** TASK TO COMPLETE **
Could you copy exactly the lines from the one containing "Objective: provide one point per instance of the green bush." through the last line of the records below, and nothing else?
Start of INFORMATION PROVIDED
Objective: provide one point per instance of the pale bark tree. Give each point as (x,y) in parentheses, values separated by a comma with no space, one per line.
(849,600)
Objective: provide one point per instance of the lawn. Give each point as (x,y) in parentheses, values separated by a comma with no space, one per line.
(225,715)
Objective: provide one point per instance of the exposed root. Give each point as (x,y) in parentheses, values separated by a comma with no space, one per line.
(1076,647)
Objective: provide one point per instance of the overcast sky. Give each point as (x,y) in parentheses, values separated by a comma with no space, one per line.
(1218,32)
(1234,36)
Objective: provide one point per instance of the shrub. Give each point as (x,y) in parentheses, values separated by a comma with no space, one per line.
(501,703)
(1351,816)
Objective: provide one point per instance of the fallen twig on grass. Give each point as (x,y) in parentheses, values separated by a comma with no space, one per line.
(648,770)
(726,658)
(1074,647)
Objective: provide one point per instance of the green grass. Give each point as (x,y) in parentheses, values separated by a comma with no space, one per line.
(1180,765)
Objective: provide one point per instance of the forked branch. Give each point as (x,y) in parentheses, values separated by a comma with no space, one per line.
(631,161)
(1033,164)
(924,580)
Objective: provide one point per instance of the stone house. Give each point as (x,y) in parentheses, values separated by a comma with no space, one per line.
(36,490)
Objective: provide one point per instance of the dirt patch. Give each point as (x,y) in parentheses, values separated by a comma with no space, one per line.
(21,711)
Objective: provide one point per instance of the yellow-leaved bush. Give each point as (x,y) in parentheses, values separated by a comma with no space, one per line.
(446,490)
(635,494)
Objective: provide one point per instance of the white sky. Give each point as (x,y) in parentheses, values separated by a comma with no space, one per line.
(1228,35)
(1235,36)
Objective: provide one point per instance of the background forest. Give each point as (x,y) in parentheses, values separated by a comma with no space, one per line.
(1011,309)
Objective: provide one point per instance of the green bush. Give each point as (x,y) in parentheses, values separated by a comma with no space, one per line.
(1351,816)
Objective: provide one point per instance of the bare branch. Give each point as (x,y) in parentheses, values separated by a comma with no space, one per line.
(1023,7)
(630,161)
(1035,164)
End of INFORMATION PROVIDED
** OUTPUT FOR THIS TASK **
Objective: provide one point per instance of the green bush. Give each point as (x,y) in parentheses, values separated by a comma with no space, one per line.
(1351,816)
Objective: provide one point per instance of the bare branch. Give each point as (x,y) in parentheses, values separated by a comma with no space, one per line.
(1023,7)
(630,161)
(1035,164)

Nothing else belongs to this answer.